▶ [Instructions to follow]:
Swap "spectator" for "onlooker" throughout the data below and leave everything else unchanged.

(Contour labeling entries)
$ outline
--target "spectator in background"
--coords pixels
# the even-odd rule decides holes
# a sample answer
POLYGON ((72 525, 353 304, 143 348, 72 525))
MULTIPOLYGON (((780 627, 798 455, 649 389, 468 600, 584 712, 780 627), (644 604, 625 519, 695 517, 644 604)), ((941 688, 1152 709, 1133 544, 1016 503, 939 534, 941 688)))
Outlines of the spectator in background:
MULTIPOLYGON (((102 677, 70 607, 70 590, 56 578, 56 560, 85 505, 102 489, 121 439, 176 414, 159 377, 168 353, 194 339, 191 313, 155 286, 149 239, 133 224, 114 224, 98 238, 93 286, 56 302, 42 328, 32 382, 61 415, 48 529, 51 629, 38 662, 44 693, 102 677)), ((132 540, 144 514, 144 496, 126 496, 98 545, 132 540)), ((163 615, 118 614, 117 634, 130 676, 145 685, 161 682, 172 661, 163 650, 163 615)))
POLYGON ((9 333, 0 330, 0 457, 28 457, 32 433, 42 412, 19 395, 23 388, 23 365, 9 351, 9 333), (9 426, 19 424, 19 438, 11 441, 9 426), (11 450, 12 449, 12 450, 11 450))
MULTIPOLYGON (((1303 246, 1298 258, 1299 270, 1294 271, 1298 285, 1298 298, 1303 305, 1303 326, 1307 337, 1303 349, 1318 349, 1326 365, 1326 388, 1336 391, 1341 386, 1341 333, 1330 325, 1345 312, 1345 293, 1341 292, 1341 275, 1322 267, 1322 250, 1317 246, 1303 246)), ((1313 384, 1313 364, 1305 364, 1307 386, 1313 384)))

▶ [Written answer]:
$ outline
--target "onlooker in background"
--coords pixels
# the even-odd rule decides holes
# a sample answer
POLYGON ((72 525, 353 304, 143 348, 72 525))
MULTIPOLYGON (((780 627, 798 455, 649 389, 468 600, 584 712, 780 627), (644 604, 625 519, 695 517, 644 604)), ((941 688, 1152 709, 1133 544, 1016 503, 939 534, 941 688)))
Outlines of the onlooker in background:
MULTIPOLYGON (((102 677, 70 607, 70 590, 56 578, 56 560, 85 505, 102 489, 121 439, 176 414, 159 377, 168 353, 194 339, 191 313, 155 286, 149 239, 133 224, 114 224, 98 238, 93 286, 56 302, 42 328, 32 382, 61 415, 48 529, 51 629, 38 662, 44 693, 102 677)), ((132 540, 144 514, 144 496, 126 496, 98 545, 132 540)), ((163 615, 118 614, 117 634, 130 676, 145 685, 161 682, 172 661, 163 650, 163 615)))
POLYGON ((9 333, 0 330, 0 457, 28 457, 32 433, 42 412, 19 395, 23 388, 23 365, 9 351, 9 333), (9 426, 19 424, 19 438, 11 441, 9 426), (11 450, 12 449, 12 450, 11 450))
MULTIPOLYGON (((1303 246, 1298 258, 1299 270, 1294 271, 1298 285, 1298 298, 1303 305, 1303 326, 1307 337, 1303 349, 1318 349, 1326 365, 1326 388, 1336 391, 1341 386, 1341 333, 1330 325, 1345 312, 1345 293, 1341 292, 1341 275, 1322 267, 1322 250, 1317 246, 1303 246)), ((1313 384, 1313 364, 1305 364, 1307 386, 1313 384)))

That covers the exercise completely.